**EXERCISE INSTRUCTIONS**
1) According to the passage on restless sheep, why did the youngest child leave the nest early?
2) Continue the passage on restless sheep, starting after its last sentence.

**EXCERPT**
□ □ □ □
ANY DISTURBANCE or intruder sends them into a panic! Sheep—obviously created to illustrate the nature of people, can run haphazardly into real danger when fearful or anxious. Sheep will not lie down unless they feel secure any more than people will peacefully rest in a big storm.
We experienced storms while living in the Pacific Northwest, but none compared to the faith-testing storms that eventually blew away everything we held dear and familiar. In that process, our small church in Seattle Microsoft country struggled and closed. That put us out of ministry and past our prime for the job market. Our last fledgling graduated and left the nest early because we had to sell our home. A sales job kept us on the road and motels became a new normal. We felt scattered—separated from our children, homeless, and without purpose. I identified with those fearful, nervous sheep. Day after day the future remained hidden with no assurance other than God’s promised presence. He made us “lie down,” made us have to wait… and in our waiting… He fed us. It took time to realize His intentions—simply to rest in Him, simply to trust Him with all our hearts and not lean to our own “sheeple” understanding.
□ □ □ □
**THE DATA**
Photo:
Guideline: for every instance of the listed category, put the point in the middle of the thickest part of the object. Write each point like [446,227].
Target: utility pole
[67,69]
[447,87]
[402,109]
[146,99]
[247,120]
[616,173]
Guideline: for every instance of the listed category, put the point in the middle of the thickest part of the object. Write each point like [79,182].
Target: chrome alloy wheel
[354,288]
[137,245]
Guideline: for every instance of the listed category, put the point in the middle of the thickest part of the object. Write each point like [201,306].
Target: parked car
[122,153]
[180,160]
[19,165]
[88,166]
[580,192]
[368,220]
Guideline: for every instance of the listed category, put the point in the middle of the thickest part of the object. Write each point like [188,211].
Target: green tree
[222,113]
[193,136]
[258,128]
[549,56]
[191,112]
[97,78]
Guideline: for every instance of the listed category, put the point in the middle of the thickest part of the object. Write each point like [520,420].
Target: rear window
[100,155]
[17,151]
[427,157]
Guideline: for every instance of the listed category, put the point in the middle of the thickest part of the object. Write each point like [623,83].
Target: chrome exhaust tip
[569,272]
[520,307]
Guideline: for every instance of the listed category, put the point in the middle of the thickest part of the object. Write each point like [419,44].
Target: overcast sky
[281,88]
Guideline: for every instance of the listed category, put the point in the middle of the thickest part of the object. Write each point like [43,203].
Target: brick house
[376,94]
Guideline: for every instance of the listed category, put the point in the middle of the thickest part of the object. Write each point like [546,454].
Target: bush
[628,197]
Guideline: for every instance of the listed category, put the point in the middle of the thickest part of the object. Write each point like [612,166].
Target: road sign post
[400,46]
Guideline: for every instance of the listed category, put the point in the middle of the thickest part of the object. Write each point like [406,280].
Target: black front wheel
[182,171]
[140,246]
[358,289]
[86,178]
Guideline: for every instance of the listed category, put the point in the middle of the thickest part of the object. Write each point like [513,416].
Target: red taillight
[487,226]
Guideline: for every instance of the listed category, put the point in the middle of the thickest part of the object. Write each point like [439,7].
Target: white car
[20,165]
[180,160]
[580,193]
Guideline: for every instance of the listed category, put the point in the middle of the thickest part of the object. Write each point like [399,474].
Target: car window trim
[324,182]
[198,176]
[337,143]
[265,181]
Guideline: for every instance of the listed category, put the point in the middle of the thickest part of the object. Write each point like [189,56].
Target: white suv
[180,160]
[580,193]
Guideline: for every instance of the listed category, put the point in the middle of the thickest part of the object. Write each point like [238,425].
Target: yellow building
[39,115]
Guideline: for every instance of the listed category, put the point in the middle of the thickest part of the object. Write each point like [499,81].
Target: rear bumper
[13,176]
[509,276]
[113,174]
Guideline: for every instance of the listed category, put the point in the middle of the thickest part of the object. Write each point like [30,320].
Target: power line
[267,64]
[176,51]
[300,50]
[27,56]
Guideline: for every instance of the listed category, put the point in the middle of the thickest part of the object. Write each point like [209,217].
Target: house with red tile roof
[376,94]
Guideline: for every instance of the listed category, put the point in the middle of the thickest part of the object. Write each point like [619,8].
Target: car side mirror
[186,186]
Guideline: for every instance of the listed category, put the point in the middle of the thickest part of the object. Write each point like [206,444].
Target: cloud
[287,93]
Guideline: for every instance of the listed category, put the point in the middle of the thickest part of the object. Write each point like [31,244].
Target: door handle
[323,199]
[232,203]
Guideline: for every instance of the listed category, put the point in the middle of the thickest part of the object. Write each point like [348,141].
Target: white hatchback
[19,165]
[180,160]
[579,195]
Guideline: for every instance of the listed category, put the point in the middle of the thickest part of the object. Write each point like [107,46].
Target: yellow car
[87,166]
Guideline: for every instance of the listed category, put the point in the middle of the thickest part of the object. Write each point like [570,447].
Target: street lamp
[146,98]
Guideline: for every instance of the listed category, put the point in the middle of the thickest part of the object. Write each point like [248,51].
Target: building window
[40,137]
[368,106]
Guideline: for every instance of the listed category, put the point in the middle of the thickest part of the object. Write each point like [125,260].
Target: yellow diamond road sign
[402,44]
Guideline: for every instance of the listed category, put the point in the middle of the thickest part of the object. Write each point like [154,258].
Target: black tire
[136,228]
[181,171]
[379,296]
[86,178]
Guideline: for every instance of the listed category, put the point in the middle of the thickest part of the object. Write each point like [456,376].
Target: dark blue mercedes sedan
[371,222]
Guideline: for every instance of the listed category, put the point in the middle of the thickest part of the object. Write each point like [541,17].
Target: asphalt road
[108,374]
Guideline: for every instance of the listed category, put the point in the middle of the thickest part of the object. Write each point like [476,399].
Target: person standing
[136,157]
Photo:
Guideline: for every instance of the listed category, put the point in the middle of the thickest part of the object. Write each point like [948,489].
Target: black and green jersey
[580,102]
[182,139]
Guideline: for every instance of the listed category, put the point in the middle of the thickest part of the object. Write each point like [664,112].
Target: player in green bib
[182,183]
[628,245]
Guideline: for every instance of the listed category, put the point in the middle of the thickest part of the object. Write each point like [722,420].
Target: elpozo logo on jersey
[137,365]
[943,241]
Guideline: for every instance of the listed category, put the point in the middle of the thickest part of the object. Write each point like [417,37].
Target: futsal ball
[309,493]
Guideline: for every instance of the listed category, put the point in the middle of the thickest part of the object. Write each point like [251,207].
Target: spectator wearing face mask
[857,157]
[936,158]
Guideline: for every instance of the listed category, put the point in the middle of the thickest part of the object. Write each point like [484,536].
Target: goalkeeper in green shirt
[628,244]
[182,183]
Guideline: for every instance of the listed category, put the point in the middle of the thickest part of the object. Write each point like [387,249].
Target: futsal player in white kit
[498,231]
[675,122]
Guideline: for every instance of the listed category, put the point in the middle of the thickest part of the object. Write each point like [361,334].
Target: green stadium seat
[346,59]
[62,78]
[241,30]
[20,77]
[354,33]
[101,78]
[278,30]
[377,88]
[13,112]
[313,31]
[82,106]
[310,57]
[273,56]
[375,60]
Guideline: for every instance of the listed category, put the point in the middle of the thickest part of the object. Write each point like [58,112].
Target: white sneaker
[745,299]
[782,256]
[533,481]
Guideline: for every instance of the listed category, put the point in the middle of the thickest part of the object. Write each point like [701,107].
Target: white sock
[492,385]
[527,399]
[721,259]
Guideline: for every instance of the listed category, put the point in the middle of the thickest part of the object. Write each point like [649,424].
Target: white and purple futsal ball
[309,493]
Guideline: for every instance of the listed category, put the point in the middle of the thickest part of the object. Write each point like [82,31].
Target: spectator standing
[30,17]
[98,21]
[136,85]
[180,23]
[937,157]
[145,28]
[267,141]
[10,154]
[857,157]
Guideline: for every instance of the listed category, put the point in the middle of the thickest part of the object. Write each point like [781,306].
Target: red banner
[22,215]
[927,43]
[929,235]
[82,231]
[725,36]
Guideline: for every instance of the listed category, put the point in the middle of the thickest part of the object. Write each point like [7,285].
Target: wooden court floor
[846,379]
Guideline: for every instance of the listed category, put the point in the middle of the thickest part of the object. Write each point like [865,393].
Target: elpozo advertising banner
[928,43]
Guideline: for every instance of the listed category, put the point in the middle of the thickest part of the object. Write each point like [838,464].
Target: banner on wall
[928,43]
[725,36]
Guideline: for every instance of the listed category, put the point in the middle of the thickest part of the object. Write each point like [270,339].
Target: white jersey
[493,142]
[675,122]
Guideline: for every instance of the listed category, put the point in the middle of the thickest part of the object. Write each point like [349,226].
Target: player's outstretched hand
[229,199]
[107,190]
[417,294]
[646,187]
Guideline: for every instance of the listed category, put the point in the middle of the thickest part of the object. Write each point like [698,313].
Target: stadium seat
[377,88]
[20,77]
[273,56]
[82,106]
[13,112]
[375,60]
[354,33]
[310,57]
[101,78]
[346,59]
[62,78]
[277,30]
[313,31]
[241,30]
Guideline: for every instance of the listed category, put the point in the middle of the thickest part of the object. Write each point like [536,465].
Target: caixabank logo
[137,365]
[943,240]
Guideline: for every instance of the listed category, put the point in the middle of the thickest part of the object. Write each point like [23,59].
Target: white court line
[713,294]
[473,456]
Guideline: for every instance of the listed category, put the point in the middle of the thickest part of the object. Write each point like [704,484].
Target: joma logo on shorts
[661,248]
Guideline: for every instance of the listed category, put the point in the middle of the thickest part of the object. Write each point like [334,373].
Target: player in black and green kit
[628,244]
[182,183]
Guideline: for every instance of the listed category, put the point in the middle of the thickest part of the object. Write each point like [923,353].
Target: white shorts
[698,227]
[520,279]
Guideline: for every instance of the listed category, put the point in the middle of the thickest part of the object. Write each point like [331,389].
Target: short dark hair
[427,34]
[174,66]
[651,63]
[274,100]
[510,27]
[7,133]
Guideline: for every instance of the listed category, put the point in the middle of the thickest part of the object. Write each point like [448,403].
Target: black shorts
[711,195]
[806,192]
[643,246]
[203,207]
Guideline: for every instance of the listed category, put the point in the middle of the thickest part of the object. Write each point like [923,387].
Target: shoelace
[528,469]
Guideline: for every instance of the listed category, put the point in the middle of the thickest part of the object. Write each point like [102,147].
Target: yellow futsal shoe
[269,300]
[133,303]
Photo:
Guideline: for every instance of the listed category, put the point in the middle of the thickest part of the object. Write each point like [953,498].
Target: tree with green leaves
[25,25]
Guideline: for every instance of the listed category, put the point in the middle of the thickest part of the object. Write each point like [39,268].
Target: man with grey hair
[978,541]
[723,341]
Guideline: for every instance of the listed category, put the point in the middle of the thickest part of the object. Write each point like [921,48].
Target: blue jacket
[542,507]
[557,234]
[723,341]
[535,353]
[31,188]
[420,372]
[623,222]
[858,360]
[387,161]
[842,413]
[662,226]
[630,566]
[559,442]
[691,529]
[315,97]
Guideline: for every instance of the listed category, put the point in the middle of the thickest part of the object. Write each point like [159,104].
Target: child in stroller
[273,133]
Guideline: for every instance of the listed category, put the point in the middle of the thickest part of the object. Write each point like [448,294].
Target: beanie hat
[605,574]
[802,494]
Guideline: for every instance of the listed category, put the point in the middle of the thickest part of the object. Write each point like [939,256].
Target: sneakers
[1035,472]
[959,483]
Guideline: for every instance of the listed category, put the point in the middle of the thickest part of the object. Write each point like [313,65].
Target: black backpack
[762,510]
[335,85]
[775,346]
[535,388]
□ □ □ □
**EXPECTED OUTPUTS**
1) The family had to sell their home.

2)
The Prophet Ezekiel saw Israel scattered all over the earth like sheep. Yet God promised to shepherd and gather them back to settle securely into the land promised to their forefathers. Our Shepherd eventually brought us into a new land as well. We moved and settled into Alaska where we enjoyed the security of a good job, new friends, our children, grandchildren, and a new ministry identity.
Did I then shift my security from Christ alone to earthly success and material abundance? The panic I experienced when those earthly securities were threatened, proved I did indeed. Worst case scenarios plagued my imagination and I devised all kinds of ideas and plans to provide for ourselves. Then my Shepherd made me lie down; His still small voice breathed courage and hope into my heart once again.
Of course, God must use something to draw us back to Himself, something to make us aware of our complete inability to remain self-sufficient. Therefore, all the circumstances of our lives work together for that very purpose. Jesus not only shepherds us, but as the true Vine, He also sustains us. So we move from being stupid, frightened sheep to grape racks drawing nourishment from that Vine. That way the fruit of God’s Holy Spirit flows through us to encourage and strengthen others—making us interdependent together with them—again God’s intention.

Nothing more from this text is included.